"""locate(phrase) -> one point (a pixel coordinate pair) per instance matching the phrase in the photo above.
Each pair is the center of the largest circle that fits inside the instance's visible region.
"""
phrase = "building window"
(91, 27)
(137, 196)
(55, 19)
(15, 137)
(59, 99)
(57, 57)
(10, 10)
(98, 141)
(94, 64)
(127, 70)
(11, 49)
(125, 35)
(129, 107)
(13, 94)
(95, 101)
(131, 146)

## WHAT NEEDS TO BE DONE
If a line in the data holds the string "instance", copy that line.

## RESULT
"""locate(phrase) -> one point (a pixel coordinate pair) per instance matching the phrase in the photo above.
Each pair is the center of the largest circle that fits inside the instance's visible region.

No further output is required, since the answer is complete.